[Recorded data]
——————————

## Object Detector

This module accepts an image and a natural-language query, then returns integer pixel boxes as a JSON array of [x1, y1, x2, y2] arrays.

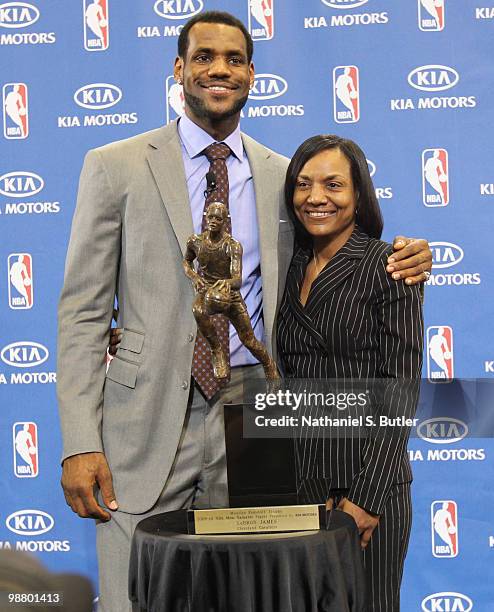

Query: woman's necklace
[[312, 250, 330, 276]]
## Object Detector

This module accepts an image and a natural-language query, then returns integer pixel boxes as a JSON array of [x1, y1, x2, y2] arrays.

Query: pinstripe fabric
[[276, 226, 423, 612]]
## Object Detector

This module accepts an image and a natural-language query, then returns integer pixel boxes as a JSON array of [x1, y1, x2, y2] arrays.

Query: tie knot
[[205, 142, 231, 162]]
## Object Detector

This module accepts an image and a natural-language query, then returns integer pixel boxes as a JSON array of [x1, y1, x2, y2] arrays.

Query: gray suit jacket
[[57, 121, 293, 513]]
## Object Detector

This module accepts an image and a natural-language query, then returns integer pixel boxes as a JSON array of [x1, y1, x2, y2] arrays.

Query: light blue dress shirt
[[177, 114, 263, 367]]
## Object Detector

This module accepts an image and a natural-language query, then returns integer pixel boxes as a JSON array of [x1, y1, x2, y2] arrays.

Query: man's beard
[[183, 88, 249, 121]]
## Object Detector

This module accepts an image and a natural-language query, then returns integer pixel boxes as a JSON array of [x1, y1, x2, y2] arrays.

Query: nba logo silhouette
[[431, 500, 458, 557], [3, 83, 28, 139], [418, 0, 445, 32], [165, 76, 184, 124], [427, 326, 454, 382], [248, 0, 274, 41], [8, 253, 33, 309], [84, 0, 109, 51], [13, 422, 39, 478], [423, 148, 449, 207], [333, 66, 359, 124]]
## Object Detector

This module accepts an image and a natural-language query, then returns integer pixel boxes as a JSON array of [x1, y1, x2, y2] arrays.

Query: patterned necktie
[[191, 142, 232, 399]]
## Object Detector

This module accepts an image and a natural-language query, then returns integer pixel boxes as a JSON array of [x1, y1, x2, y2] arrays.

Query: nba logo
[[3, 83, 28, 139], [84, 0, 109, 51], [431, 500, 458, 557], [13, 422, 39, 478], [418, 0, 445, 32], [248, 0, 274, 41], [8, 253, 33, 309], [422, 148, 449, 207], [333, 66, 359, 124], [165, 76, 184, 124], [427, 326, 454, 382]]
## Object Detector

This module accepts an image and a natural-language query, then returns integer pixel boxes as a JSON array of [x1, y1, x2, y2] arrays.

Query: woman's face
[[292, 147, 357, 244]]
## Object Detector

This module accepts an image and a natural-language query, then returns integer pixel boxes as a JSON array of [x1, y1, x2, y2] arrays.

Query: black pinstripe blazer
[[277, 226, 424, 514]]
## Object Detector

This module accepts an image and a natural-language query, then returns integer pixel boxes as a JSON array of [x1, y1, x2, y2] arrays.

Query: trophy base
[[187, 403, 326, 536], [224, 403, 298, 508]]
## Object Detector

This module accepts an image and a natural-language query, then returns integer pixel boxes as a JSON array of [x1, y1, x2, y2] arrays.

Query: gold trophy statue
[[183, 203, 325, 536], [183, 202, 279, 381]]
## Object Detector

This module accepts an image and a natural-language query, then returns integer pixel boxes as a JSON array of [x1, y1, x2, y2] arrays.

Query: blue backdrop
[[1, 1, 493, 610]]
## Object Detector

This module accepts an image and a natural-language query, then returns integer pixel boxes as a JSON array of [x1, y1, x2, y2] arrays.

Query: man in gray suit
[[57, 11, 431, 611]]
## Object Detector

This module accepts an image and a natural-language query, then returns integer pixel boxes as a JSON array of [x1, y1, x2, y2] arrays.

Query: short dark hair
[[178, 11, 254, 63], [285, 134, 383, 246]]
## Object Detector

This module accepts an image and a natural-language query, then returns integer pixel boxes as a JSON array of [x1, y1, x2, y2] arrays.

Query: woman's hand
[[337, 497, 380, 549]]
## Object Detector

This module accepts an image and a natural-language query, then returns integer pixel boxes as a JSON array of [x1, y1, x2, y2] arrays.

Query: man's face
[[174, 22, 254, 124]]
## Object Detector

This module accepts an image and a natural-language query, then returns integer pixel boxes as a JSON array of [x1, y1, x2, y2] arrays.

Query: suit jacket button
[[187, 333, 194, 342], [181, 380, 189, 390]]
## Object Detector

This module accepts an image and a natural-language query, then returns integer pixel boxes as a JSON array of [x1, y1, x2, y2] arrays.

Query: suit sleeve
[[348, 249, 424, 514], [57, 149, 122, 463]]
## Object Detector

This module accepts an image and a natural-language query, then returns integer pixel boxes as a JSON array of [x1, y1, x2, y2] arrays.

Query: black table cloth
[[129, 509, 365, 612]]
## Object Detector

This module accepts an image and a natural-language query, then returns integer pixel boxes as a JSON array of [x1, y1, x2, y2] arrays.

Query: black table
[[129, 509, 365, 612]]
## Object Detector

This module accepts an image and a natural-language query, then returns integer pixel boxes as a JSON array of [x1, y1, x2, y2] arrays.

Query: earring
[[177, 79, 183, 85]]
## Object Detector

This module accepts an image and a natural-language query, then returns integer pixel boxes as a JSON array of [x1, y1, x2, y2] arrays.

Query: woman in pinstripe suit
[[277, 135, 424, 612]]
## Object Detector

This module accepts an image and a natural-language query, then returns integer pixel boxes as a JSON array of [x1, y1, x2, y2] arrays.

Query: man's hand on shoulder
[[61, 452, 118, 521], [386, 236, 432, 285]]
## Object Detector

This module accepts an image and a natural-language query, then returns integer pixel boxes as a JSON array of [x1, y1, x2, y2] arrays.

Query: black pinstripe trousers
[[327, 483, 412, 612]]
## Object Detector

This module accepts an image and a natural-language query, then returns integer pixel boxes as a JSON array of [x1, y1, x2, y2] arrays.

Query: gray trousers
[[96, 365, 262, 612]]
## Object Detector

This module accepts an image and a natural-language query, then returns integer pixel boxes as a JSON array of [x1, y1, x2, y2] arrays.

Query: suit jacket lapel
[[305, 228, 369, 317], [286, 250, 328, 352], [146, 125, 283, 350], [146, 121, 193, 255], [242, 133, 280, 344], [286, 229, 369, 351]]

——————————

## WHAT YOU ARE ASKED TO DO
An exact copy of each entry is required, minus the pictures.

## EXERCISE ANSWER
## Object Detector

This module accepts an image and a natural-language query, then returns integer pixel boxes as a JSON array of [x1, y1, x2, y2] arrays.


Query: woman's necklace
[[312, 250, 330, 276]]
## Object Detector

This module accepts an image and a natural-language query, then returns integer pixel boxes as a JSON array of [x1, y1, x2, y2] arrays.

Query: pinstripe fabric
[[276, 226, 423, 612]]
## Object Detector

This module accepts an image and a natural-language query, then returns integer pixel boxes as a JSON array of [x1, y1, x2, y2] arrays.

Query: tie knot
[[205, 142, 231, 162]]
## Object Detector

This module accepts an image and a natural-language query, then returns integer pixel boxes as a JSON array of [x1, y1, x2, y2] arrays.

Query: gray suit jacket
[[57, 121, 293, 513]]
## Object Detector

This module accepts an image and a natural-language query, then returns integer pixel boxes as a JSON array of [x1, y1, x2, y2] arrays.

Query: light blue dress shirt
[[177, 114, 263, 367]]
## Object Detector

This module accepts an image and a natural-language query, then returns integer pixel boxes as a JSON array of [x1, y1, x2, y2] arrays.

Query: man's beard
[[183, 88, 249, 121]]
## Object Detector

This module accepts an image and a natural-language query, then returns integer pixel boxes as a JSON array of [x1, y1, x2, y2] arrays.

Query: nba logo silhouette
[[431, 500, 458, 557], [3, 83, 28, 139], [418, 0, 445, 32], [165, 76, 184, 124], [427, 326, 454, 382], [248, 0, 274, 41], [8, 253, 33, 309], [84, 0, 109, 51], [13, 422, 39, 478], [423, 148, 449, 207], [333, 66, 359, 124]]
## Object Detector

This module accepts an image and a natural-language query, then returns integer pixel boxes as a JSON array of [x1, y1, x2, y2] arrays.

Query: patterned necktie
[[191, 142, 232, 399]]
## Object Detector

This module accepts an image and a natural-language query, then returns integer pixel boxes as a JSON array of [x1, y1, x2, y2] arrays.

Query: nba logo
[[3, 83, 28, 139], [84, 0, 109, 51], [431, 500, 458, 557], [13, 422, 39, 478], [418, 0, 445, 32], [248, 0, 274, 41], [8, 253, 33, 309], [422, 148, 449, 207], [333, 66, 359, 124], [165, 76, 184, 124], [427, 326, 454, 382]]
## Object Detector

This module accepts an image and a natural-language query, then returns integer pixel boxes as a JSON array of [x1, y1, x2, y2] arrays.

Query: woman's face
[[292, 147, 357, 244]]
## Object Detector

This module accepts an image and a natural-language query, then returns integer pixel boxes as a JSON array of [x1, y1, x2, y2] arrays.

Query: black pinstripe blazer
[[277, 226, 424, 514]]
## Object Detector

This module accepts an image and a natural-language query, then returns integer pixel boxes as a JSON array of [x1, y1, x2, y2] arrays.

Query: trophy base
[[187, 403, 326, 536], [224, 403, 298, 508]]
## Object Detector

This module accepts an image and a natural-language query, then returns integer pixel boxes as a JSON array of [x1, y1, x2, y2] arrays.

Query: gold trophy statue
[[183, 203, 325, 536], [183, 202, 279, 381]]
## Object Detector

This module accepts an image and a natural-language query, then returns integer pixel boxes as a JSON array of [x1, y1, x2, y2] arrays.

Query: blue backdrop
[[1, 1, 493, 610]]
## Object Detector

This module accepts an image and a natural-language query, then returns integer pixel boxes as a JSON array of [x1, y1, x2, y2] arrays.

Query: man in gray suit
[[57, 11, 431, 611]]
## Object Detector

This module accepts an image and a natural-language query, then returns integer pixel boxes as a JSON array of [x1, y1, x2, y2] arrays.

Query: short dark hair
[[178, 11, 254, 63], [285, 134, 383, 246]]
## Object Detector

This module accepts an image and a natural-language query, then returns integer pixel boxes as a JSON array of [x1, y1, x2, y2] arrays.

Query: woman's hand
[[337, 497, 380, 549]]
## Object Detector

This module accepts an image and a natural-language query, then returns integer pixel boxes as a JSON array of [x1, y1, x2, y2] arrays.

Query: man's face
[[174, 22, 254, 124]]
## Object Detector

This module accepts an image and a natural-language query, then returns integer pixel boxes as a JSON array of [x1, y1, x2, y2] arrays.

Query: suit jacket button
[[187, 333, 194, 342], [181, 380, 189, 390]]
## Object Detector

This module accepts an image and a natural-language query, then returns integer pixel boxes as a JSON array of [x1, y1, x2, y2] arrays.

Query: suit sleeve
[[348, 249, 424, 514], [57, 149, 122, 463]]
## Object Detector

This module accepts an image and a natural-language query, then returns integer pixel boxes as a JSON array of [x1, y1, x2, y2] arrays.

Query: black table cloth
[[129, 509, 365, 612]]
## Object Detector

This module accepts an image and a natural-language query, then returns integer pixel boxes as a JSON array of [x1, y1, x2, y2] arrays.

Query: black table
[[129, 509, 365, 612]]
## Object Detector

This module accepts an image and a natural-language query, then returns integer pixel boxes as a JSON array of [x1, y1, x2, y2] arrays.

Query: earring
[[177, 79, 183, 85]]
## Object Detector

This module accepts an image and a natural-language query, then returns integer pixel boxes as a JSON array of [x1, y1, x2, y2] arrays.

Query: woman in pinstripe suit
[[277, 135, 424, 612]]
## Object Detector

This module accepts an image and a natural-language query, then returns integer pixel boxes as a JSON array of [x1, y1, x2, y2] arrays.

Query: man's hand on shoulder
[[61, 452, 118, 521], [386, 236, 432, 285]]
## Object Detector

This module accepts an image and a natural-language query, then returns integer pixel boxes as a JSON array of [x1, y1, x2, y2] arrays.

Query: black pinstripe trousers
[[327, 483, 412, 612]]
## Object Detector

This module accepts an image and a natural-language query, then returns integer pixel boxes as a JSON array of [x1, y1, x2, y2] arrays.

Query: gray trousers
[[96, 365, 262, 612]]
## Object Detector

This module accepts an image and a natural-language query, then returns integer pixel boxes as a JSON array of [x1, y1, x2, y2] arrays.

Query: suit jacket lapel
[[305, 228, 369, 317], [286, 250, 328, 352], [146, 125, 283, 350], [146, 121, 193, 255], [242, 133, 280, 344], [286, 229, 369, 351]]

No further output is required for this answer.